+++ Information supplied
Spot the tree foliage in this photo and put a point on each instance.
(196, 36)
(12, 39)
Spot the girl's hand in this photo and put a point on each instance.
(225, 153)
++++++
Exercise details:
Once the line containing "Spot the girl's" is found, print it and every line after it through the end of the listing, exactly and alone.

Completed task:
Spot the girl's hand in this photo and put a point on each instance.
(225, 153)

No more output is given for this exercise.